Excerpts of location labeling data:
--------------------------------------------------
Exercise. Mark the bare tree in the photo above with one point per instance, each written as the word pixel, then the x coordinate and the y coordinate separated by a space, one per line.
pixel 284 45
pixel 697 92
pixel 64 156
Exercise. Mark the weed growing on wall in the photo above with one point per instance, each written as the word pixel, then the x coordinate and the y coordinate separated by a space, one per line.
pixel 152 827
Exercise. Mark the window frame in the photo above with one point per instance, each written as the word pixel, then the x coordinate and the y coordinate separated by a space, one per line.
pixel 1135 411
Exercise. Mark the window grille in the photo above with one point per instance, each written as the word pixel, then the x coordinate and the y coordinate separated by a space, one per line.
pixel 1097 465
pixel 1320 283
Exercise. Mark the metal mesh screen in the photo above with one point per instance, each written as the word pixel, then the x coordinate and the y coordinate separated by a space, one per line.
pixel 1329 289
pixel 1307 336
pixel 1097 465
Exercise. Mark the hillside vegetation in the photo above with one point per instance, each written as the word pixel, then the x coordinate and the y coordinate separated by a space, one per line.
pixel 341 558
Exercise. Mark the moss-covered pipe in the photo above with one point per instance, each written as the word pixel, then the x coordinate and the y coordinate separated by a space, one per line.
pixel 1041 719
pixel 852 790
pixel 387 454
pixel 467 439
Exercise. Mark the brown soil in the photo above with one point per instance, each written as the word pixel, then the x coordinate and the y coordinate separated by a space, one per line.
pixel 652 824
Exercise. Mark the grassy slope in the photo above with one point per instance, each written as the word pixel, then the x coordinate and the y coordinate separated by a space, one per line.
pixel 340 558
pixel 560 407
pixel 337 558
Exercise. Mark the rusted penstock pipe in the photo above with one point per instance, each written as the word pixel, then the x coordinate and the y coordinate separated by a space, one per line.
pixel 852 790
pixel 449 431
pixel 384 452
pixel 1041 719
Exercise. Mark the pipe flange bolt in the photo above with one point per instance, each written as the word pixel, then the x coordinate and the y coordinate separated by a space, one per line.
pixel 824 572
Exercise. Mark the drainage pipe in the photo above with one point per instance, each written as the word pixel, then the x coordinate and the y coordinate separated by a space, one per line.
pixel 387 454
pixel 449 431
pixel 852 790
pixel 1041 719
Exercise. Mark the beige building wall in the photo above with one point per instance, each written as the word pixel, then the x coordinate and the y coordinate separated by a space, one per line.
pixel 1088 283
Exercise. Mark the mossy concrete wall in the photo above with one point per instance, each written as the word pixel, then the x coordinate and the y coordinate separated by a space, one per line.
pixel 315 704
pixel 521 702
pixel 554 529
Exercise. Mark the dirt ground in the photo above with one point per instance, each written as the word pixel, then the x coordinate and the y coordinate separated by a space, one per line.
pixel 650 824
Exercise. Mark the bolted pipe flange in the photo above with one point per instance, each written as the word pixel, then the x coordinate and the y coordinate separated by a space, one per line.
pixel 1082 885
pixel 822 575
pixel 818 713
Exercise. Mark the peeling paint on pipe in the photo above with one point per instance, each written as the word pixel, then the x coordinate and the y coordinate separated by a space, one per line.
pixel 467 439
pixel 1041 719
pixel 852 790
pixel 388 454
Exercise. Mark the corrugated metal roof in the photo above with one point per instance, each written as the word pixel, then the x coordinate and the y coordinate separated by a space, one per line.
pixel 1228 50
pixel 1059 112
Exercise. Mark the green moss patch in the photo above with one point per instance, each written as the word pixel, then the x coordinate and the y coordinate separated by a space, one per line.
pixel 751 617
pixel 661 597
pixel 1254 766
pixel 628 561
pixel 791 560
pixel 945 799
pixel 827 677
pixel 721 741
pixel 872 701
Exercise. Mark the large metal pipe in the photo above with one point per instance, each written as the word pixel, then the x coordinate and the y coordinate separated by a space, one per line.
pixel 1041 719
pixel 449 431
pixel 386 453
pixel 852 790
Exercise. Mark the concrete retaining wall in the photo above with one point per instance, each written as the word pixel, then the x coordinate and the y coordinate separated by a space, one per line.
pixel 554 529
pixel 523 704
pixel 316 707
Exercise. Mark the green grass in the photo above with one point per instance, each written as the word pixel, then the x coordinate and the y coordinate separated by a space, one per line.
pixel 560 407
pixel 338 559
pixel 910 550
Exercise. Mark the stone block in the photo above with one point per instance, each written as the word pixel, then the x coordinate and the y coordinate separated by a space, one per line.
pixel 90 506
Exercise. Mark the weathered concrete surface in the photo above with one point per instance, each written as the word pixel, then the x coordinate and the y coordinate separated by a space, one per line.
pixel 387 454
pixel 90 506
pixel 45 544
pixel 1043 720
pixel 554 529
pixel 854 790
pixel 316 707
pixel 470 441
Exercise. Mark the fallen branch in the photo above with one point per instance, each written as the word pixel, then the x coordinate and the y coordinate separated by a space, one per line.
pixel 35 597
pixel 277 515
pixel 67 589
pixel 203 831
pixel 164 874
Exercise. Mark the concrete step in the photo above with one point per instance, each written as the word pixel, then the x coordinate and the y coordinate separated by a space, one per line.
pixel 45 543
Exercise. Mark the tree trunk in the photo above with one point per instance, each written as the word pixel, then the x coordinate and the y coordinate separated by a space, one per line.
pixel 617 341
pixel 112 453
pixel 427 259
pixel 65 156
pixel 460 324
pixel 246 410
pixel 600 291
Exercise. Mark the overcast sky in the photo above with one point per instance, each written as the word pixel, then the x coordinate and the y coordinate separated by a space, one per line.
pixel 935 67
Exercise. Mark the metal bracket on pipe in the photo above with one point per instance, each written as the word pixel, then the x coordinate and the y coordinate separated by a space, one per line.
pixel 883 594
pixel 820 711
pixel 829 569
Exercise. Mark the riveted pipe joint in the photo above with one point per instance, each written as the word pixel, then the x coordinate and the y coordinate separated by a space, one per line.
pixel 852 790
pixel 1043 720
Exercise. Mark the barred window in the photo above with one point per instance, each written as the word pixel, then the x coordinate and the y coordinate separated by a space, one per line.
--------------------------------------------------
Instructions to follow: Give back, word for word, the stretch of lines from the one containing "Exercise. Mark the tree" through the one containing "pixel 600 291", including both of those lines.

Response to the exercise:
Exercise. Mark the tree trunk in the photo above with one point per instance, each written as the word pixel, then the x coordinate and the y coordinate separated by a space, one per line.
pixel 617 341
pixel 112 453
pixel 427 259
pixel 65 156
pixel 460 324
pixel 246 410
pixel 600 291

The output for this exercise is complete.